**GIVEN PROBLEM**
Produce a verbatim copy of the entries listed below.

**Dataset entries**
=====

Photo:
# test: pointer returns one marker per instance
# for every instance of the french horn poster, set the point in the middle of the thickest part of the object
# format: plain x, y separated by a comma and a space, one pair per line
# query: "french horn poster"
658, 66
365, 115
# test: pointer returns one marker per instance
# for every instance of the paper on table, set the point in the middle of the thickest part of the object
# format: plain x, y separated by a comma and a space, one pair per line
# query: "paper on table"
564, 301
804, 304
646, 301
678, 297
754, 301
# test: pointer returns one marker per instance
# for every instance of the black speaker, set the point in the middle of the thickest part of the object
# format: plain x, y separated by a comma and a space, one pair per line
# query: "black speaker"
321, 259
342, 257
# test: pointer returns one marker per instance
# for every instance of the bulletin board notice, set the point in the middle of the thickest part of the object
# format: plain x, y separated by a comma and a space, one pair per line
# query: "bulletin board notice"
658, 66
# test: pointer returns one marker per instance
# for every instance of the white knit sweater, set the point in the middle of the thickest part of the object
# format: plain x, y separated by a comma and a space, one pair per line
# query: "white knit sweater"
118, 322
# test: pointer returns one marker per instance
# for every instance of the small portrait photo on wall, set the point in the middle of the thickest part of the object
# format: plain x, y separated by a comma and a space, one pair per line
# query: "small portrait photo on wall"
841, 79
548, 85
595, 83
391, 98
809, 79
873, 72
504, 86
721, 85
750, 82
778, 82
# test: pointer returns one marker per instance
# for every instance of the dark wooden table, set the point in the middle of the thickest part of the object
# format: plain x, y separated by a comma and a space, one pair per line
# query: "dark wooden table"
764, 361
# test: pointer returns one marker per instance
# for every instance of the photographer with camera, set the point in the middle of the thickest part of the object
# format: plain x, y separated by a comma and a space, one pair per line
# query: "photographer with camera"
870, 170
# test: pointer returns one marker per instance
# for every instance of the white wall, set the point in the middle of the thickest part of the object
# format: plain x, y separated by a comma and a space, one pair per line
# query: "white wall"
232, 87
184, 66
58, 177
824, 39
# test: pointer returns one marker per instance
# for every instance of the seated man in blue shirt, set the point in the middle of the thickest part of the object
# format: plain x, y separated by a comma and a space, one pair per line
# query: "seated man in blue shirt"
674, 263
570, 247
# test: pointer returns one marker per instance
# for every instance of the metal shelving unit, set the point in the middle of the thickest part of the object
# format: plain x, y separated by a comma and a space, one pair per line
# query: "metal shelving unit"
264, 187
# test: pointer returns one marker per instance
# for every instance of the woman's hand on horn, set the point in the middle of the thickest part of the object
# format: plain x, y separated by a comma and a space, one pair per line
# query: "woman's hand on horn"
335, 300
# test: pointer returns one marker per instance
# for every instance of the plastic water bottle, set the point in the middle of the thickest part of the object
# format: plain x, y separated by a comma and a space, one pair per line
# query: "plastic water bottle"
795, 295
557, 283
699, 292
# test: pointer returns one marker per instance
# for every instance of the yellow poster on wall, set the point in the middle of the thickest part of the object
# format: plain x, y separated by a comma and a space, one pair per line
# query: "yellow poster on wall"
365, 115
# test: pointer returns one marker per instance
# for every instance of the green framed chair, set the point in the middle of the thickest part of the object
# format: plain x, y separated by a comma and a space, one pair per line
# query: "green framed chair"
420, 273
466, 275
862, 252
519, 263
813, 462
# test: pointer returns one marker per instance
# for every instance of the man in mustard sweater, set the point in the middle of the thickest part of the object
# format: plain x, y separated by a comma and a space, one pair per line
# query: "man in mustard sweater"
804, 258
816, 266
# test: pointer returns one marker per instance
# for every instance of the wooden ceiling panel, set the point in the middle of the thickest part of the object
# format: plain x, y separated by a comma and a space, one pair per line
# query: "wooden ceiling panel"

=====

**FINISHED TASK**
Photo:
# test: pointer returns one marker per instance
# for every instance of the french horn poster, set the point in the middle of the thickest part of the object
# format: plain x, y separated by a comma and a space, one pair per line
# query: "french horn poster"
658, 66
365, 115
# test: pointer returns one marker per instance
# for every instance of the paper on table, set the point in the middle of the thickest part of the object
# format: plain x, y separated by a comma and a space, one pair per line
# query: "paper on table"
564, 301
804, 304
646, 301
678, 297
754, 301
# test: pointer returns one marker per instance
# for every instance of the black speaker, set the point in the middle of the thickest part of the object
# format: plain x, y separated by a comma and a space, one pair per line
# query: "black speaker"
321, 259
342, 257
# test: pointer returns one marker per instance
# for every instance of the bulletin board notice, set the point in the middle of the thickest part of the object
# format: plain x, y separated by a comma and a space, one pair per line
# query: "bulletin board notice"
658, 66
# test: pointer returns one marker per instance
# for every instance of the white knit sweater, set the point in the middle of the thickest part of the object
# format: plain x, y separated by a comma and a space, one pair per line
# query: "white knit sweater"
118, 322
# test: pointer returns one marker per instance
# for every instance of the small portrait photo on wall, set the point in the middle of the thickest part of the object
# format: plain x, y separated by a comma and a space, one pair per line
# query: "small portrait photo on wall"
841, 79
548, 85
595, 83
391, 98
809, 79
873, 72
504, 86
721, 85
750, 82
778, 82
# test: pointer returns one marker per instance
# for every instance of the dark wooden table, set the point in the middle of the thickest part of the object
# format: plain x, y separated by a comma and a space, one pair per line
# query: "dark wooden table"
764, 361
# test: pointer returns one marker per instance
# for every instance of the photographer with camera, set the point in the middle of the thickest part of the object
# format: plain x, y separated by a comma and a space, one pair per line
# query: "photographer with camera"
870, 170
# test: pointer returns one marker per instance
# for every instance of the white wall, set the point in the middle of the thickest part of the object
# format: plain x, y separated by a comma and a space, one pair per line
# query: "white wall"
232, 87
184, 66
58, 177
824, 39
# test: pointer returns one marker per instance
# for every instance of the seated man in blue shirt, set the point in the middle of the thickest part of the object
# format: plain x, y separated by a comma and a space, one pair per line
# query: "seated man in blue shirt"
674, 263
570, 247
# test: pointer returns one marker per instance
# for every instance of the metal shelving unit, set the point in the middle of the thickest part of the object
# format: plain x, y separated by a comma and a space, one pair per line
# query: "metal shelving unit"
264, 187
# test: pointer returns one marker per instance
# for every instance of the woman's hand on horn, set the point in the middle of the thickest part of the object
# format: plain x, y separated by a comma and a space, one pair per line
# query: "woman's hand on horn"
335, 300
# test: pointer returns one marker per instance
# for every instance of the plastic water bottle, set the point in the middle of the thickest part of the object
# format: plain x, y separated by a comma and a space, one pair per line
# query: "plastic water bottle"
795, 295
557, 283
699, 292
# test: pointer returns one marker per instance
# for every instance of the yellow poster on wall, set the point in the middle of the thickest part of the object
# format: plain x, y separated by a comma and a space, one pair per line
# query: "yellow poster on wall"
365, 115
# test: pointer returns one marker per instance
# for every instance of the green framed chair, set the point in the middle of the thickest part of the object
# format: plain x, y separated by a comma and a space, one pair per line
# query: "green framed chair"
420, 273
466, 275
862, 252
519, 263
813, 462
# test: pointer returns one marker per instance
# for every instance of the man in mustard sweater, set the point in the middle of the thickest part of the object
# format: plain x, y separated by a comma and a space, one pair per line
# query: "man in mustard sweater"
804, 258
816, 266
# test: pointer returns one marker per instance
# for every instance of the wooden ceiling panel, set the point in the middle of the thickest part of the object
# format: plain x, y separated by a comma and a space, one pair per line
# query: "wooden ceiling panel"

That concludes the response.